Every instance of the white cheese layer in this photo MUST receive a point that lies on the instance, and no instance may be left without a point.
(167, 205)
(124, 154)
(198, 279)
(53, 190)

● DESCRIPTION OF THE TASK
Copy every line of the data above, the text lines as well as the answers, and shift each point by adding 106 to both of its coordinates.

● SOLVED PROBLEM
Every instance of the white cheese layer in this photo MUST receive a point that lies on the instance, and no instance may be left without a point.
(273, 311)
(230, 260)
(304, 385)
(159, 296)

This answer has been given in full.